_What the task requires_
Only the lines from the one containing "Target | wooden headboard" to the end of the records belong in the output; print them exactly.

_Provided records_
++++++++++++++++++++

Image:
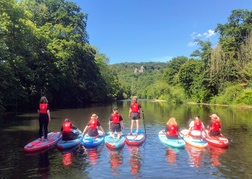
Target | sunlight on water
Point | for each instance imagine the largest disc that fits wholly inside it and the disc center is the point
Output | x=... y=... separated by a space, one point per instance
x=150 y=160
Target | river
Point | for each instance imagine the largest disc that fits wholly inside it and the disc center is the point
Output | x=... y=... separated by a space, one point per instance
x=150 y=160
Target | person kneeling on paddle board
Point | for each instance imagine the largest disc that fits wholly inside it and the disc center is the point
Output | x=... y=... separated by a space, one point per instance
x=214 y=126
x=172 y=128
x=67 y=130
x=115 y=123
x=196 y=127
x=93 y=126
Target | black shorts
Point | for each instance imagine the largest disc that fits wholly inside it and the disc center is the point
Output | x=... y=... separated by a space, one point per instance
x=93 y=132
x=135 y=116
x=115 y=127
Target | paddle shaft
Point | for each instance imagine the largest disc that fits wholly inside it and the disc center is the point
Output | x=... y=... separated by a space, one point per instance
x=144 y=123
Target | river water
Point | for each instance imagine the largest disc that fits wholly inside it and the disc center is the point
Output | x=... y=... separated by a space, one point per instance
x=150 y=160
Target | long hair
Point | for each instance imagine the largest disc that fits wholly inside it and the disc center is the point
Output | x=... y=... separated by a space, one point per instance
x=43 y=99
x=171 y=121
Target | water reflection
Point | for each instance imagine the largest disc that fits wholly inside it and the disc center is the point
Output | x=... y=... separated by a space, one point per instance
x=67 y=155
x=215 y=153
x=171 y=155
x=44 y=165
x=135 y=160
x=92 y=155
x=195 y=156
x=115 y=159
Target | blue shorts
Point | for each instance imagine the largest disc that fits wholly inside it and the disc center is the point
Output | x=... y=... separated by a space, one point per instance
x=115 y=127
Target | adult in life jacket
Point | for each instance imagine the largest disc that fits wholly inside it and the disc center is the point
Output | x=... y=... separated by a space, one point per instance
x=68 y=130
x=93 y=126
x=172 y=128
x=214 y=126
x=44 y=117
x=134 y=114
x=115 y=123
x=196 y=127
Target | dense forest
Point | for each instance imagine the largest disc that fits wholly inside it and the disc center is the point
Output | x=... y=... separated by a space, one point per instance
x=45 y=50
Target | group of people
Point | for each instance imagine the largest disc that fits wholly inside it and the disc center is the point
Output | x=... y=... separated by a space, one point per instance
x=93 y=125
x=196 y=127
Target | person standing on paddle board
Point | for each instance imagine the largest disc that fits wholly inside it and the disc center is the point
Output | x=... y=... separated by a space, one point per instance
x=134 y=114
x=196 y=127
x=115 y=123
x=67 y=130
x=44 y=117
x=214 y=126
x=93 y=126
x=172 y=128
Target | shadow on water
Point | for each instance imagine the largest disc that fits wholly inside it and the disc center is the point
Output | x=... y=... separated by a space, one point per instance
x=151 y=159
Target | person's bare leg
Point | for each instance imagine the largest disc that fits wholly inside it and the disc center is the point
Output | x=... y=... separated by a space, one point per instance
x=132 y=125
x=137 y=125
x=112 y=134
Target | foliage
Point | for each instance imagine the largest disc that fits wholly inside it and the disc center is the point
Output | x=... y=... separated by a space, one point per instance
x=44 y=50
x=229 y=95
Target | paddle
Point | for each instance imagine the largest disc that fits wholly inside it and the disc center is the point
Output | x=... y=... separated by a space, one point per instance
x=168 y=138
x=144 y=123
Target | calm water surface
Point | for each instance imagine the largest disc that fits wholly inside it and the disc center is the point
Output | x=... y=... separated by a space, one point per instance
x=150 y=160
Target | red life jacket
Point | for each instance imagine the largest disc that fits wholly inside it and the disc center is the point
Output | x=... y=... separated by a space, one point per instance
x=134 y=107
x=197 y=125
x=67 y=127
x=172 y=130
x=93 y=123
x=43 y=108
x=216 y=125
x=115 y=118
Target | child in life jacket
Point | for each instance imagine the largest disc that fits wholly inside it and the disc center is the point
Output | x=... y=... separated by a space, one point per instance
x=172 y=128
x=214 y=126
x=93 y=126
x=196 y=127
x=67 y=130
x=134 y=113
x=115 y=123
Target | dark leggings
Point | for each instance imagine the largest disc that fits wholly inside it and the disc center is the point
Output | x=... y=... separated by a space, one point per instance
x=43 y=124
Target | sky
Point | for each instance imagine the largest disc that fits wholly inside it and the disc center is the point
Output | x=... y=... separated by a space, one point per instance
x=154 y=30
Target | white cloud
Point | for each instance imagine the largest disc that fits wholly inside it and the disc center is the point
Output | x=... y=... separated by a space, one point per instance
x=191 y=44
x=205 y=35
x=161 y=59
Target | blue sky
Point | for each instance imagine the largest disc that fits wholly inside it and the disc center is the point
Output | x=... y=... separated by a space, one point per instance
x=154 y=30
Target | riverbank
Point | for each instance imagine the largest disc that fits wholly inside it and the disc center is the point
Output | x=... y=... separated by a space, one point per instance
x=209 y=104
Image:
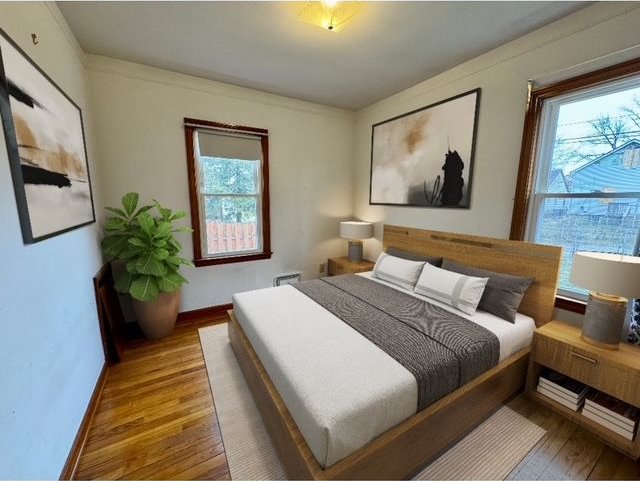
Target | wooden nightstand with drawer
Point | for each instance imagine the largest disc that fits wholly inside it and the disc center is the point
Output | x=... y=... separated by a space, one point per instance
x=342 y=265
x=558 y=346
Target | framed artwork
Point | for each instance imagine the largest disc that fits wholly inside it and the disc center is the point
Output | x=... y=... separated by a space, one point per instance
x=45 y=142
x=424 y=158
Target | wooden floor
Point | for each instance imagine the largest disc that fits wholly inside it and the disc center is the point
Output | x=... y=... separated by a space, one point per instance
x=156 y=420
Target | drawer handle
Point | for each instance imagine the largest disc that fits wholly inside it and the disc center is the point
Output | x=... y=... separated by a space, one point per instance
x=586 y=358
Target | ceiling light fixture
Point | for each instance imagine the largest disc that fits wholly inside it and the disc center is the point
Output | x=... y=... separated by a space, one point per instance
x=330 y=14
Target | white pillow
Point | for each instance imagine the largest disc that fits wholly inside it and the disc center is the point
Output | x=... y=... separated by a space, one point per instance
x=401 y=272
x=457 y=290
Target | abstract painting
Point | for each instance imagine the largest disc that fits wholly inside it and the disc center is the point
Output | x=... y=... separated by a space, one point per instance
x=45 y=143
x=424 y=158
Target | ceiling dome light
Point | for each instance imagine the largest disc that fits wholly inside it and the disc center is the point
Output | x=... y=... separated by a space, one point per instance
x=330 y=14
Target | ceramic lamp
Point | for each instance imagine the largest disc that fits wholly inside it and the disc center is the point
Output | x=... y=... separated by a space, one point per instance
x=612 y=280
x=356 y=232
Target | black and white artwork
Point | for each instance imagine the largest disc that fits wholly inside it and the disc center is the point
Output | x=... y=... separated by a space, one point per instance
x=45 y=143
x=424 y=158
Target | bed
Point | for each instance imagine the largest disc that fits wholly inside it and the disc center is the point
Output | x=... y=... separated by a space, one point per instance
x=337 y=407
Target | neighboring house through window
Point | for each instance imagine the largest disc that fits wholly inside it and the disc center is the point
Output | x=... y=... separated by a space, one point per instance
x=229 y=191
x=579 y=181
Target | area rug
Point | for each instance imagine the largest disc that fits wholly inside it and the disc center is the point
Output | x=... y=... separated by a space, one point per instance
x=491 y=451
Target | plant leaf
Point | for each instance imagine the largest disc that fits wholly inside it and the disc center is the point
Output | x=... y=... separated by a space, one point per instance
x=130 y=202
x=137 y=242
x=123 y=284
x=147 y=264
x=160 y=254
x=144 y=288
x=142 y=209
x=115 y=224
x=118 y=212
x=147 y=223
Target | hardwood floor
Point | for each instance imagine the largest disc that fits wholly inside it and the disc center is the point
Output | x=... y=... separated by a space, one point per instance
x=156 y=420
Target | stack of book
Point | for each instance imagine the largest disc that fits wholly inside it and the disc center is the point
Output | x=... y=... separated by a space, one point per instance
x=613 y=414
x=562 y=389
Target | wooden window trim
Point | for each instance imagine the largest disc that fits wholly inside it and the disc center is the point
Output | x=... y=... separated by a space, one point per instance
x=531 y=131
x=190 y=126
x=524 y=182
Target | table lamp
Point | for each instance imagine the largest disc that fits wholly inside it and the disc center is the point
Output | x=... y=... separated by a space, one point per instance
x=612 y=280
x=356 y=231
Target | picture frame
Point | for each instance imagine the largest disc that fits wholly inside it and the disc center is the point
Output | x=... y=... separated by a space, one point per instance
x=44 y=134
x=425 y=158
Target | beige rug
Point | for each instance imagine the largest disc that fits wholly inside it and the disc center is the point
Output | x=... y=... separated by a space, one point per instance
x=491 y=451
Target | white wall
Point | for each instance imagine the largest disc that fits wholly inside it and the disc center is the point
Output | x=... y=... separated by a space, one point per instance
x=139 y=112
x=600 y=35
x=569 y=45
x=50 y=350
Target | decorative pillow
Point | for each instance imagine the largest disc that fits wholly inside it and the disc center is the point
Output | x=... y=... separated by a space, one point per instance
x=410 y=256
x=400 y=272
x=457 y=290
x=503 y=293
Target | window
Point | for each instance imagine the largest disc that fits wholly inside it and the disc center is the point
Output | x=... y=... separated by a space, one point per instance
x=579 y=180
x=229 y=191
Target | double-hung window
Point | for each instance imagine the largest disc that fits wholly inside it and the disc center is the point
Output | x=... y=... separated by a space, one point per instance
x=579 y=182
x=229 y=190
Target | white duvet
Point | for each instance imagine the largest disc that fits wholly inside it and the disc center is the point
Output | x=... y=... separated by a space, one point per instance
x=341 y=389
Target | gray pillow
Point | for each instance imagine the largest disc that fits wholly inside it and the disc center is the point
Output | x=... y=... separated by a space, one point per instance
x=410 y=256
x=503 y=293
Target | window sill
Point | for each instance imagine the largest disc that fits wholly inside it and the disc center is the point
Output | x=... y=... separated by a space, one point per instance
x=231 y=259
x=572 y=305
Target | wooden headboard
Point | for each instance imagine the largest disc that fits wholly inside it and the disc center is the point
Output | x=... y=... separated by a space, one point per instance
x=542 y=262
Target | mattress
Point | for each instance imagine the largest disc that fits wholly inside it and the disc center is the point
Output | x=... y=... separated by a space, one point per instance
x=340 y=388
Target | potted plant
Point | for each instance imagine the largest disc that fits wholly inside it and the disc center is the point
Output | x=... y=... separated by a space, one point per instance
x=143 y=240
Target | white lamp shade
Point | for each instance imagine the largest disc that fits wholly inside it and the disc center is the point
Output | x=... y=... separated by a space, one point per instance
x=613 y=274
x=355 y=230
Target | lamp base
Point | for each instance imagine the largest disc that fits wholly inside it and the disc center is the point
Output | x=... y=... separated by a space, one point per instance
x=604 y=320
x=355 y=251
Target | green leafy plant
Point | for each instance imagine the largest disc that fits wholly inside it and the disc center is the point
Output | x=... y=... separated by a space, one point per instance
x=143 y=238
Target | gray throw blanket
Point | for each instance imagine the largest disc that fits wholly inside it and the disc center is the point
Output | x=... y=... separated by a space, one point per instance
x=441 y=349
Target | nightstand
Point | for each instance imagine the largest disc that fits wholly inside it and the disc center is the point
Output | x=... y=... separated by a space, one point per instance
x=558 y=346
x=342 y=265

++++++++++++++++++++

_Correct response_
Target | wooden headboard
Point | for each instance imagine the largest disc that fits wholly inside it and the disc center is the point
Output | x=... y=... separated by a space, one point per instance
x=542 y=262
Target | mattress
Point | for each instance imagine the largest disc that fits wholly inside it and the disc center is the point
Output | x=... y=... separated by a space, one point per instance
x=340 y=388
Target | potted plant
Point | for each instance imagine the largest disc that fits wholly inside it and the disc center is the point
Output | x=... y=... separated by a space, one point per instance
x=143 y=240
Target | white lamp shade
Point | for each instance imagine the largest disc that fits wholly inside it and the disc center is the point
Output | x=... y=... separated by a space, one point per instance
x=613 y=274
x=355 y=230
Target | lamp base
Point | for each instance imagine the largest disc that fits wholly inside it and the disc center is the point
Output | x=... y=... separated by a space, one point per instance
x=604 y=320
x=355 y=251
Target | green leafy plant
Point | for each instance imagine the largest disc that fits wholly inside it and the disc center is the point
Output | x=... y=... separated by a space, one point per instance
x=143 y=238
Target | gray throw blanket
Point | for each instance imagine the largest disc that fits wholly inside it and the disc center is the point
Output | x=... y=... separated by a space, one point per instance
x=441 y=349
Target | nightstand
Point | for each instance imagine the largest disc that fits wholly inside it and the disc center is the point
Output | x=... y=... separated by a space, one point per instance
x=558 y=346
x=342 y=265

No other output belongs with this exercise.